• PROBLEM DESCRIPTION: Below is a listing; reproduce each line of it exactly.
>> START STORED RECORDS
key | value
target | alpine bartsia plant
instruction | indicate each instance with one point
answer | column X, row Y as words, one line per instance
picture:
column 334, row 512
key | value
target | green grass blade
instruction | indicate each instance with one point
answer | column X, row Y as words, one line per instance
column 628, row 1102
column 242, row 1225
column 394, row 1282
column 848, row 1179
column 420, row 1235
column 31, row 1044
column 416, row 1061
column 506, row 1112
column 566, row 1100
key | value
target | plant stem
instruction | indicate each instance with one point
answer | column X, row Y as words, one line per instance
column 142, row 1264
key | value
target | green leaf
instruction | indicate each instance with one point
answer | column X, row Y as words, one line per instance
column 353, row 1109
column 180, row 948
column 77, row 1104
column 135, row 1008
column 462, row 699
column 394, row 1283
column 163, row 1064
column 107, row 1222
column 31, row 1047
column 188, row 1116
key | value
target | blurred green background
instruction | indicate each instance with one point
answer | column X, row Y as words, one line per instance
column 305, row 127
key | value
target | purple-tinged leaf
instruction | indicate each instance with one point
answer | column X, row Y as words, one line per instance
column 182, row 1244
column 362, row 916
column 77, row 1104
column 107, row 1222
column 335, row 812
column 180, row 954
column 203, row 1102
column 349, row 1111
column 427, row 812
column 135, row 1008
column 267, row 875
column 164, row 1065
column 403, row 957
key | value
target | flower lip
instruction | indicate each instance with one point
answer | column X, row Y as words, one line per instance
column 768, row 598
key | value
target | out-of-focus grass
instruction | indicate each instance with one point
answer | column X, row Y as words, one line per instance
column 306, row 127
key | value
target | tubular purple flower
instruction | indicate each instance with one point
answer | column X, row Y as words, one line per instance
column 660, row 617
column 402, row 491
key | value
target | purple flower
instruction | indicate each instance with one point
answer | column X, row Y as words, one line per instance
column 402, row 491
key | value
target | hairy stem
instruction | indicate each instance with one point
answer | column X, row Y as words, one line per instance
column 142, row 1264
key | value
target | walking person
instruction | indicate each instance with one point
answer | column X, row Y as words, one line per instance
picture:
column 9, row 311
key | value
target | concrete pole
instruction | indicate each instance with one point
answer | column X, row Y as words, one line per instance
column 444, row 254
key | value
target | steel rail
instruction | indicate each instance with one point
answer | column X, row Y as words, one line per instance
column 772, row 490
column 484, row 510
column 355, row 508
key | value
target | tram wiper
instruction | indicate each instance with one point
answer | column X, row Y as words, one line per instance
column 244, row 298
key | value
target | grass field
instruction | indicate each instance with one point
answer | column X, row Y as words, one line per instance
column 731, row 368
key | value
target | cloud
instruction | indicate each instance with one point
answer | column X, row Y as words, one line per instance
>> END STORED RECORDS
• PROBLEM SOLUTION:
key | value
target | alpine bartsia plant
instruction | indicate each instance with one point
answer | column X, row Y as words, one line per instance
picture:
column 334, row 512
key | value
target | green grass blade
instruction | indicate each instance with one point
answer | column X, row Y as words, one line per instance
column 628, row 1102
column 242, row 1225
column 394, row 1282
column 848, row 1179
column 420, row 1235
column 31, row 1044
column 416, row 1061
column 506, row 1112
column 566, row 1100
key | value
target | plant stem
instruction | indicate each instance with one point
answer | column X, row Y as words, one line per instance
column 142, row 1264
key | value
target | green leaf
instruction | indicate each instance with one point
answer | column X, row Y as words, one line per instance
column 353, row 1109
column 180, row 948
column 77, row 1104
column 135, row 1008
column 462, row 699
column 394, row 1283
column 163, row 1064
column 107, row 1222
column 31, row 1047
column 188, row 1116
key | value
target | blurred green background
instruction | indicate each instance with one point
answer | column X, row Y as words, one line per instance
column 305, row 127
key | value
target | purple-tinged leaf
instruction | indicate each instance with one point
answer | column X, row Y as words, one line per instance
column 182, row 1244
column 362, row 916
column 77, row 1104
column 107, row 1222
column 335, row 812
column 180, row 954
column 203, row 1102
column 349, row 1111
column 427, row 812
column 135, row 1008
column 267, row 875
column 164, row 1065
column 403, row 957
key | value
target | flower lip
instruction | indicate each instance with one point
answer | column X, row Y as words, one line per instance
column 768, row 598
key | value
target | out-of-focus grass
instruction | indicate each instance with one point
answer | column X, row Y as words, one line per instance
column 306, row 127
key | value
target | tubular purple flower
instruction | indicate each instance with one point
answer | column X, row Y as words, one line per instance
column 660, row 617
column 402, row 491
key | value
target | purple flower
instruction | indicate each instance with one point
answer | column X, row Y as words, one line per instance
column 402, row 491
key | value
target | hairy stem
instruction | indicate each instance with one point
answer | column X, row Y as words, one line per instance
column 142, row 1264
key | value
target | walking person
instruction | indicate each instance with one point
answer | column X, row Y as words, one line per instance
picture:
column 9, row 311
key | value
target | concrete pole
instruction | indicate each instance with one point
answer | column X, row Y as words, one line per instance
column 444, row 254
key | value
target | steel rail
instruction | indicate each instance with one point
answer | column X, row Y as words, one line per instance
column 772, row 490
column 484, row 510
column 355, row 508
key | value
target | tram wiper
instruction | indicate each instance with one point
answer | column X, row Y as words, one line per instance
column 244, row 298
key | value
target | grass field
instruction | indicate each instance with one point
answer | column X, row Y as words, one line per instance
column 731, row 368
key | value
target | cloud
instruction | indicate each instance with one point
answer | column X, row Y as words, one line per instance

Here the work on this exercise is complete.